In Studiengängen wie der Elektrotechnik & Informationstechnologie (86 %), Energy Science & Technology (75 %), dem Software Engineering (89 %) und insbesondere in der Informationssystemtechnik (92 %) dagegen bleiben die männlichen Studenten weitgehend unter sich. Überhaupt zeigt sich, dass die ingenieurwissenschaftlichen Studienfächer (82 %) und die Informatik (78 %) klassische Männerdomänen geblieben sind. In Klammern angegeben ist hier der Anteil an männlichen Studierenden.

----------

Zu erledigen –
1. Zitieren Sie aus dem Artikel über den Männeranteil in Studiengängen die Stelle, die mit „In Studiengängen wie“ beginnt und bis „an männlichen Studierenden.“ weitergeht.
2. Wie hoch ist laut dem Artikel über den Männeranteil in Studiengängen der Anteil männlicher Studierender in der Informationssystemtechnik?

Datensatzinhalt –

----------

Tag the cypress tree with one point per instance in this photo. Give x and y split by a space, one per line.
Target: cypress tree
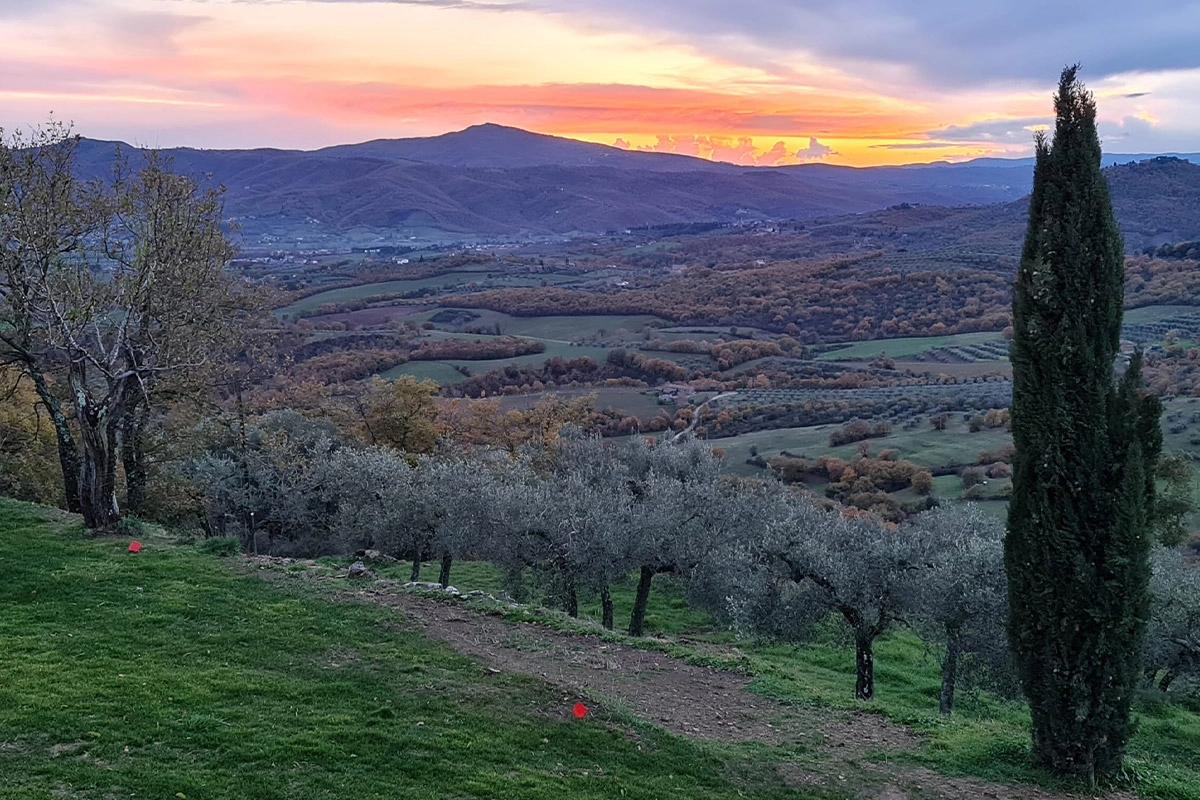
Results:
1078 542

----------

Lösungen nach Aufgaben –
1.
In Studiengängen wie der Elektrotechnik & Informationstechnologie (86 %), Energy Science & Technology (75 %), dem Software Engineering (89 %) und insbesondere in der Informationssystemtechnik (92 %) dagegen bleiben die männlichen Studenten weitgehend unter sich. Überhaupt zeigt sich, dass die ingenieurwissenschaftlichen Studienfächer (82 %) und die Informatik (78 %) klassische Männerdomänen geblieben sind. In Klammern angegeben ist hier der Anteil an männlichen Studierenden.

2. Der Anteil männlicher Studierender in der Informationssystemtechnik liegt bei 92 %.